* Preguntas:
- 1) Enumera las nuevas oportunidades que, según el fragmento sobre Nadia, le dieron los contactos con gente extranjera.
- 2) Continúa el fragmento sobre Nadia a partir de su última oración.

* Fragmento:

———

Se acostumbró a su identidad masculina y a las normas rígidas de los talibanes. Creció con las consignas del universo talibán y abandonarlas para revelar quién era verdaderamente implicaba quebrar todas sus relaciones, perder el trabajo y, junto con eso, el mundo que había conseguido crearse.
La escuela y el instituto femenino fueron los primeros espacios donde la joven afgana confesó su verdadera identidad. Antepuso el deseo de aprender y su insaciable curiosidad por encima de las dificultades que le suponía desvelar a las profesoras su gran secreto que, a pesar de todo, siguió manteniendo. Así unos espacios eran reservados para Nadia, y otros para Zelmai: “Si no hubiera sido por los estudios, no habría llevado esta doble vida, pero me interesaba mucho aprender”, explica en sus páginas.
Nueva etapa
Los estudios y la llegada al país de corresponsales y ONGs hambrientos de historias de guerra le abrieron nuevas puertas. A pesar de sentir que en ocasiones los reporteros se aprovechaban de su historia, los contactos y las redes con gente extranjera brindaron a Nadia nuevas oportunidades como trabajar en ONGs, viajar o ingresar a la universidad.

———

* Datos del ejercicio:
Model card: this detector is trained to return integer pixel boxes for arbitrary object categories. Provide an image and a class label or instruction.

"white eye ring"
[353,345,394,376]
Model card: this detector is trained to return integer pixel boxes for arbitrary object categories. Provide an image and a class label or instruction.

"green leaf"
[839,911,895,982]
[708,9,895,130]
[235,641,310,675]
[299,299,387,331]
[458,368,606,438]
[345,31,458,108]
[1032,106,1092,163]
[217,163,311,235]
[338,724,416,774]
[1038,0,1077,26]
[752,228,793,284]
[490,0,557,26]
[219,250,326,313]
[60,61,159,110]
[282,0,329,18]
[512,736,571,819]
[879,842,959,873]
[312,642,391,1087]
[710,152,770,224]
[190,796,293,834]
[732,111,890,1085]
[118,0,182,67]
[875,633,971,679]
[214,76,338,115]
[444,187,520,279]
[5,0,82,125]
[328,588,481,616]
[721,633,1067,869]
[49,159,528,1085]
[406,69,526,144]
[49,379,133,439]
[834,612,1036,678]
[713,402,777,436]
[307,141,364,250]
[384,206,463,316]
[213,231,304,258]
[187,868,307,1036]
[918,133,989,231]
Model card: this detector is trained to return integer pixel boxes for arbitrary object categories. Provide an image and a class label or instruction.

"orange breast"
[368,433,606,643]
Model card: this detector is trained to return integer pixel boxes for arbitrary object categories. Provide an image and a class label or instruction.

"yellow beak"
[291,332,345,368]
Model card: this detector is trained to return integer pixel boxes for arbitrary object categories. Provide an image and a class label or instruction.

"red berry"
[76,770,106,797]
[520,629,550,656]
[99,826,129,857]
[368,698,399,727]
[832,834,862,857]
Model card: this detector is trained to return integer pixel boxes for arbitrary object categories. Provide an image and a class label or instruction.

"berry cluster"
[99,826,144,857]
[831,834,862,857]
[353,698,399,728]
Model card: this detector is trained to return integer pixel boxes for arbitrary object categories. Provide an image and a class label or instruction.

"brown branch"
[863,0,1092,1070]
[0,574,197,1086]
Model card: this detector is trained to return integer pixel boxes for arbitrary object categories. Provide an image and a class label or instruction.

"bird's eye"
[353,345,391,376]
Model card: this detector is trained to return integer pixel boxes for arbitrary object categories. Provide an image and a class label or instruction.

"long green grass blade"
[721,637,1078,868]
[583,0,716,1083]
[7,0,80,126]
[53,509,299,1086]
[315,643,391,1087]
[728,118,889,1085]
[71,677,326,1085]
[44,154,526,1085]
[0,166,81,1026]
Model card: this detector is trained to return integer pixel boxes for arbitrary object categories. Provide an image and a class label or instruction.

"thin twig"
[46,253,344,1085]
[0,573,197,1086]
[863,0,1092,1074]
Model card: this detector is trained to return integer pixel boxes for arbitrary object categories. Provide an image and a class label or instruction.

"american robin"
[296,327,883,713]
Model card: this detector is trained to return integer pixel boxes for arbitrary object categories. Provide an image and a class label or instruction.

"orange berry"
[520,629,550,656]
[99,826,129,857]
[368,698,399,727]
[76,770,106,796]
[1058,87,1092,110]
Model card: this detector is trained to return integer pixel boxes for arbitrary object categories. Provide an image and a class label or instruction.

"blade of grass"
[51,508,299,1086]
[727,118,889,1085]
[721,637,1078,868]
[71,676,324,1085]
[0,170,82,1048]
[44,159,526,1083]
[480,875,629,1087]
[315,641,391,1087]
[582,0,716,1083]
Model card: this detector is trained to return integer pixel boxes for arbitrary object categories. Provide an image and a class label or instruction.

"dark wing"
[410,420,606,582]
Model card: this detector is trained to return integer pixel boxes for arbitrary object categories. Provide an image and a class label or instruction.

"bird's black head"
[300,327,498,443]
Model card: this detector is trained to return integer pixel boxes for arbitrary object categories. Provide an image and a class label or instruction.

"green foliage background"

———

* Respuestas:
- 1)
- Trabajar en ONGs
- Viajar
- Ingresar a la universidad

- 2)
Estas fueron las últimas experiencias que la joven vivió en Afganistán antes de trasladarse a Europa. La ocasión se le presentó a través de una organización que le aseguró una visita médica y la posibilidad de someterse a otra intervención quirúrgica. Su destino: Barcelona. En la capital catalana le esperaban una nueva familia, una nueva realidad y una libertad que, hasta el momento, nunca había conocido.
“Cuando llegué estaba muy perdida. Al principio no confiaba en nadie, pensaba que todos querían hacerme daño. Tuve que volver a recuperar la confianza en las personas, empezar de cero y construir de nuevo una vida con mucha tristeza porque extrañaba mucho a mi familia, sobretodo a mi madre”, confiesa.
Algo sorprendente es que todavía hoy, más de diez años después, muchos de sus amigos y conocidos desconocen su verdadera identidad: “Hay amigos que han visto mi foto de perfil y no se creen que soy una mujer. Están enterándose ahora de quién soy y no saben cómo hablarme o cómo saludarme si me encuentran”, revela. Y añade: “Sin embargo, mientras estuve en Afganistán no podía explicarles quién era porque la presión social era demasiado fuerte y no quería que les pasara nada”.
Romper los tópicos
Desde su llegada a Europa, Nadia se dedica a estudiar y a buscar las mil y una fórmulas para explicar al mundo cómo es su país. Quiere terminar con los tópicos y estereotipos que los medios alimentan sobre su tierra: la guerra, el miedo, la miseria. En su lugar, Nadia dibuja un Afganistán “hospitalario, de pasión y amistad”, humano e íntimo. Un país “de mujeres valientes que luchan para tener una vida mejor”. Para ello, aprovecha cada oportunidad para desmontar esa imagen preconcebida: da charlas, escribe libros, se sube a los escenarios y concede miles de entrevistas.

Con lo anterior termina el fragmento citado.